# [Goal of the exercise]
Copy the material below without any changes, from the line that contains "Identify in which region of the above drawing the double" through the line that contains "[97,228,120,279]", with both of those lines included.

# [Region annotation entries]
— start —

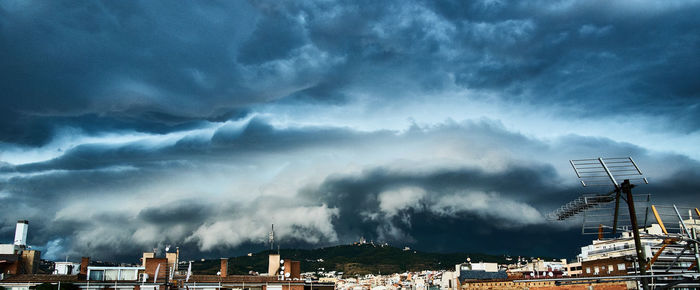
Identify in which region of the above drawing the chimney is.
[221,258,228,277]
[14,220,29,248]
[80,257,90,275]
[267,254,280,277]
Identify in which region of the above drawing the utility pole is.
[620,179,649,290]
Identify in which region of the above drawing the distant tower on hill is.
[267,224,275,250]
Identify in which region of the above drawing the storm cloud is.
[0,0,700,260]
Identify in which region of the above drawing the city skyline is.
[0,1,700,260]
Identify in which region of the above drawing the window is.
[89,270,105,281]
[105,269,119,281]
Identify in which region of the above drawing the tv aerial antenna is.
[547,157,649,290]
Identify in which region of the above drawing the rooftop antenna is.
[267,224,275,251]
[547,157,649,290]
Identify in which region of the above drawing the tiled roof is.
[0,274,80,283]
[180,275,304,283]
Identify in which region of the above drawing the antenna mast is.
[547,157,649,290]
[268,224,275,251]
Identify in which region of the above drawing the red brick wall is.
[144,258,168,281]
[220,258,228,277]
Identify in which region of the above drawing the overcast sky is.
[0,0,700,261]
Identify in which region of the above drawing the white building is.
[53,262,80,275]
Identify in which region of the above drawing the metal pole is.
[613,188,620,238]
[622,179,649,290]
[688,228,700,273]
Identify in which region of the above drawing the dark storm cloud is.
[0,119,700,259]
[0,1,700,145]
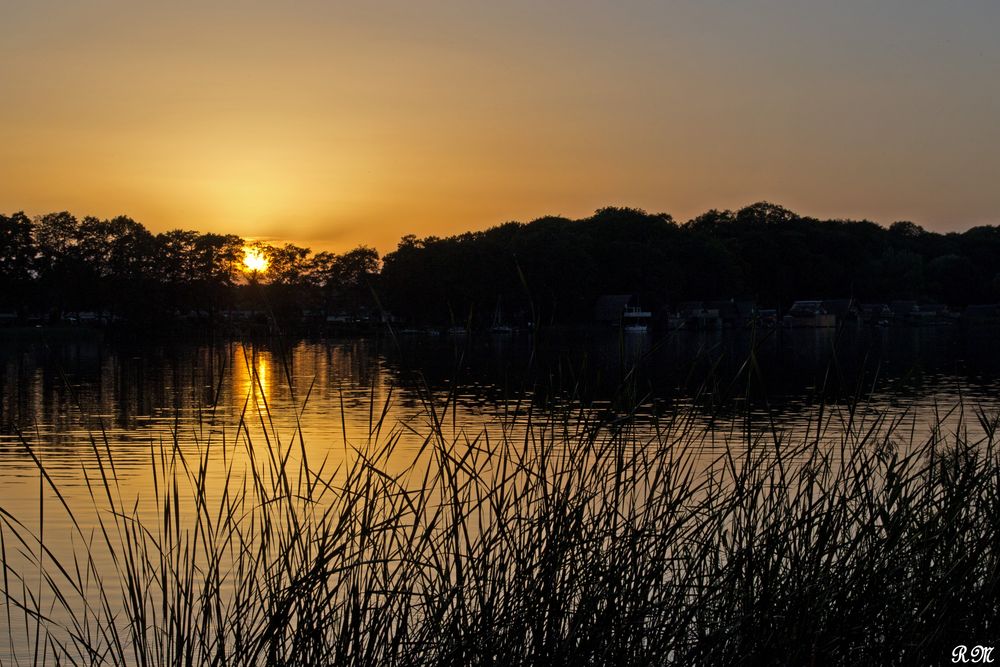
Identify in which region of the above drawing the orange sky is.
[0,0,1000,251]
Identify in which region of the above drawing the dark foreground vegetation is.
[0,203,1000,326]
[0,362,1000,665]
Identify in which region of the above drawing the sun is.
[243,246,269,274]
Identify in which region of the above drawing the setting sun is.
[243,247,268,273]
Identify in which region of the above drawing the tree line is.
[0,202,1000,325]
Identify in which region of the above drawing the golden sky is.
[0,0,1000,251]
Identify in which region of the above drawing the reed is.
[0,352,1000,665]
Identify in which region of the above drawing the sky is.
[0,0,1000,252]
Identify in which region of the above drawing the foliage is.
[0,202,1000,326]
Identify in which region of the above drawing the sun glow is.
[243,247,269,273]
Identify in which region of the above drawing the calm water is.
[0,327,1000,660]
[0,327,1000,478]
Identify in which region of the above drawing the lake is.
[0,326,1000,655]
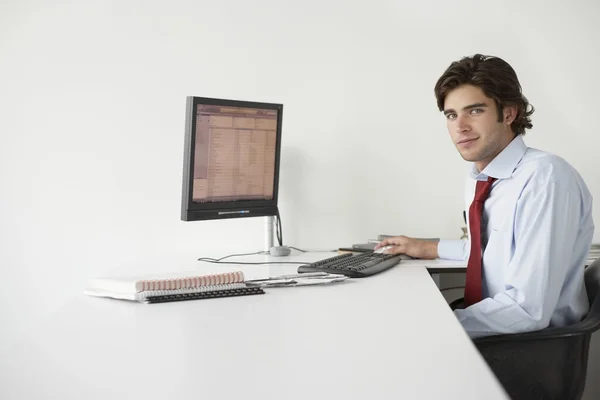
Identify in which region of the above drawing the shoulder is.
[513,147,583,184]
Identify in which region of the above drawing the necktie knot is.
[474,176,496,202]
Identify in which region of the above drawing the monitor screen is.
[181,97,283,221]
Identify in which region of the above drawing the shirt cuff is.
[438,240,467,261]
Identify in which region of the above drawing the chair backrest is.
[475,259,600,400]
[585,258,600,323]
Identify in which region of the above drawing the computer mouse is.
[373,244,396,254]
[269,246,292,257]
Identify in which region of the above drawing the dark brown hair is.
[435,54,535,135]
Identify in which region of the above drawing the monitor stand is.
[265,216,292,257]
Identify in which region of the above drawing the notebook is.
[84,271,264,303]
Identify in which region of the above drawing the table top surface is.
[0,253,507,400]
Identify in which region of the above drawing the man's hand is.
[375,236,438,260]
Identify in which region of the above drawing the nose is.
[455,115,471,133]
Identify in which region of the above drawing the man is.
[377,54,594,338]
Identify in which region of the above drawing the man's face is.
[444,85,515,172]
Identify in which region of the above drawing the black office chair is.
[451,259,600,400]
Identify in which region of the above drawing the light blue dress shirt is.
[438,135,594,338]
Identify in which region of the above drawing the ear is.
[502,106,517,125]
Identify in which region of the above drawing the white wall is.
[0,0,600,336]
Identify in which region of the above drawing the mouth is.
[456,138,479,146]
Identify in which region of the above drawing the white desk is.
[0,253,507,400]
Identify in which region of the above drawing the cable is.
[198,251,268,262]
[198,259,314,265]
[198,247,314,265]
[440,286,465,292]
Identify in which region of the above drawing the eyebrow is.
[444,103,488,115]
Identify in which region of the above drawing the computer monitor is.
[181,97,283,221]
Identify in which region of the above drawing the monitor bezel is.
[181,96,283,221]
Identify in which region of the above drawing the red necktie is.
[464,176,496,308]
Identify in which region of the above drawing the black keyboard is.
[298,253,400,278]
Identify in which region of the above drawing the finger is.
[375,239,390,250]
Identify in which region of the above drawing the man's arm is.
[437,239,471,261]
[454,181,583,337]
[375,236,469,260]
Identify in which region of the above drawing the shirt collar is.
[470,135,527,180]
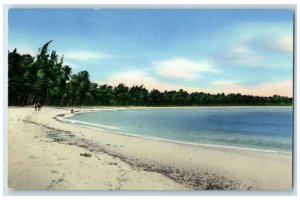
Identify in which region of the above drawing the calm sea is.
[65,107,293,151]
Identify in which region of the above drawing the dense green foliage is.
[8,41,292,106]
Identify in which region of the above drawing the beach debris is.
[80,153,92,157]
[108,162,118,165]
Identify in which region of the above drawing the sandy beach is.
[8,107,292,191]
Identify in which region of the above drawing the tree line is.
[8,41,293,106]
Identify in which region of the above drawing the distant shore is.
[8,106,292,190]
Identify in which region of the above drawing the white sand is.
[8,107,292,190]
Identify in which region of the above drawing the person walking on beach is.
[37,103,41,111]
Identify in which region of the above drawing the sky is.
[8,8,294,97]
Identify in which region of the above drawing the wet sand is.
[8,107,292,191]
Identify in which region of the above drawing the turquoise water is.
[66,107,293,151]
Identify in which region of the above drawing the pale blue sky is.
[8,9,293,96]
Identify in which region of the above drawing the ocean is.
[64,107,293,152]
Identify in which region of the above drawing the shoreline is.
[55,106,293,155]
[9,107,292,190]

— end —
— start —

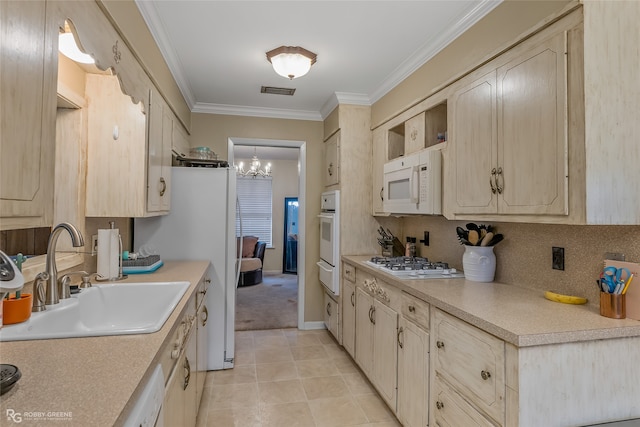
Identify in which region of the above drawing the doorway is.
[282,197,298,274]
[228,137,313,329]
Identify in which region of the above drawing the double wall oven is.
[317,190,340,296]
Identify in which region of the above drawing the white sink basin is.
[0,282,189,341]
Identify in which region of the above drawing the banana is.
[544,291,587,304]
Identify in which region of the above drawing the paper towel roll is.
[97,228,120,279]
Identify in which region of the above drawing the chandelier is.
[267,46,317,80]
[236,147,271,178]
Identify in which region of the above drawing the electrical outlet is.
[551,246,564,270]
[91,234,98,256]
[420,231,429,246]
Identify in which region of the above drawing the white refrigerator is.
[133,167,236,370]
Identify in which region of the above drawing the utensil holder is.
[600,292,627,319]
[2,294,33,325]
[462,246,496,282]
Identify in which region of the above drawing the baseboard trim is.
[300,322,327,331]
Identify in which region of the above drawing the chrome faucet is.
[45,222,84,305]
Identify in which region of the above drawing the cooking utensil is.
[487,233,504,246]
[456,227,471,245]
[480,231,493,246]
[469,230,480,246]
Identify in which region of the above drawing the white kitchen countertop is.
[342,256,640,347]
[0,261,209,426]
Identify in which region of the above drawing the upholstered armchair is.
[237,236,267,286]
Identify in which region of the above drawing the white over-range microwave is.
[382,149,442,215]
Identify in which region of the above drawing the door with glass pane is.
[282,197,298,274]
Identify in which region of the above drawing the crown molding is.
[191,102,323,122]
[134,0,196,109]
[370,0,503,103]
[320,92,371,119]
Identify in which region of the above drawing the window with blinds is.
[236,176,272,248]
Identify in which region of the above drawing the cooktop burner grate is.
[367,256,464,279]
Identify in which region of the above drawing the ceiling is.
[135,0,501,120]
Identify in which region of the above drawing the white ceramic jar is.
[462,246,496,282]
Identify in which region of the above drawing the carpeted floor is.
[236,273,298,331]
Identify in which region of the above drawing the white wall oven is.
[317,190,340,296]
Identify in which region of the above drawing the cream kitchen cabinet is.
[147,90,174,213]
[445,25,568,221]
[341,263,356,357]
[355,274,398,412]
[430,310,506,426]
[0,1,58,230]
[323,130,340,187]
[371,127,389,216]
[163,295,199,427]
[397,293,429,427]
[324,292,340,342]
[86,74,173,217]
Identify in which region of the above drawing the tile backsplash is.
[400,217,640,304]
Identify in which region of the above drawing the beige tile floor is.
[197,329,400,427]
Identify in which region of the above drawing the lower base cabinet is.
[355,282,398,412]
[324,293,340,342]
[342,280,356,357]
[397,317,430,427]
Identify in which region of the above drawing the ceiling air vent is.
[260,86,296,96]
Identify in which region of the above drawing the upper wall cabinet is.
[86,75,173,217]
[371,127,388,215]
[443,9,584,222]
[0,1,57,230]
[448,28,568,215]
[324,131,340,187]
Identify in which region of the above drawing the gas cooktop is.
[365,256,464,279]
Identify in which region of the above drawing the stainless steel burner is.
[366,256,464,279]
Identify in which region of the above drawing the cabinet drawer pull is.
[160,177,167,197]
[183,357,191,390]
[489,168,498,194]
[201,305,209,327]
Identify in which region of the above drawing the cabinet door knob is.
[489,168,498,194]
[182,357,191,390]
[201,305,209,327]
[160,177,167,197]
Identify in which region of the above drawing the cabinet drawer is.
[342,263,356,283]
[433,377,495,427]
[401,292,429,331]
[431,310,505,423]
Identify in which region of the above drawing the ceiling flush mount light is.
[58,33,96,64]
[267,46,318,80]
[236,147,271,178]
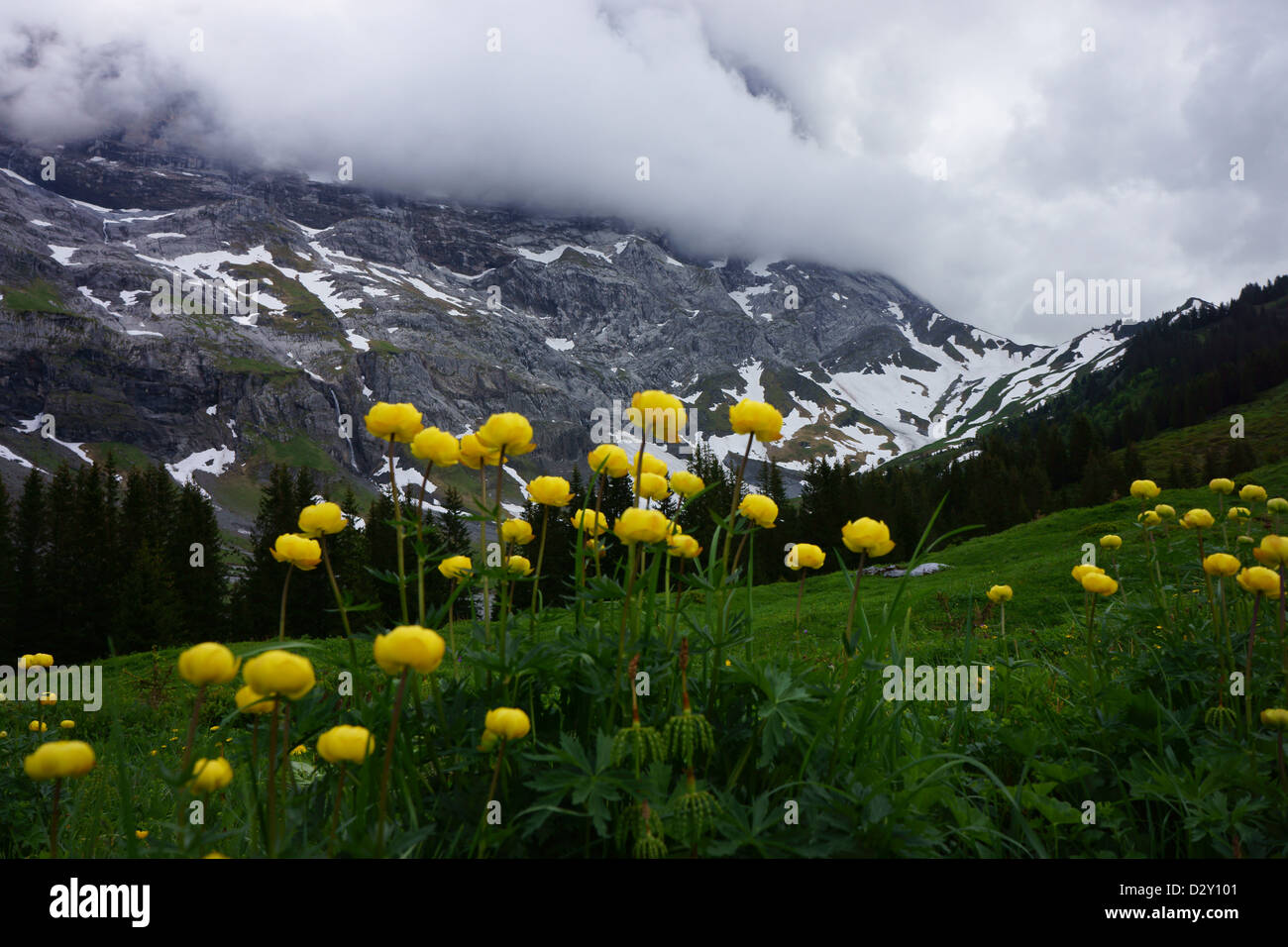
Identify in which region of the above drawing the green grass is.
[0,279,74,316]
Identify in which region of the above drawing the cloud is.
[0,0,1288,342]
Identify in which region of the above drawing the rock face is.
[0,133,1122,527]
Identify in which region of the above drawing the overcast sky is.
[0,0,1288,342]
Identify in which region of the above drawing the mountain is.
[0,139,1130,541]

— end —

# [Output]
Identify in which region of the above drawing the double wall oven is.
[317,190,340,296]
Identify in which region of the above drawing the white sink basin is.
[0,282,189,341]
Identify in which region of the above drawing the banana is.
[544,291,587,304]
Identify in which region of the above drawing the paper towel roll is.
[97,228,120,279]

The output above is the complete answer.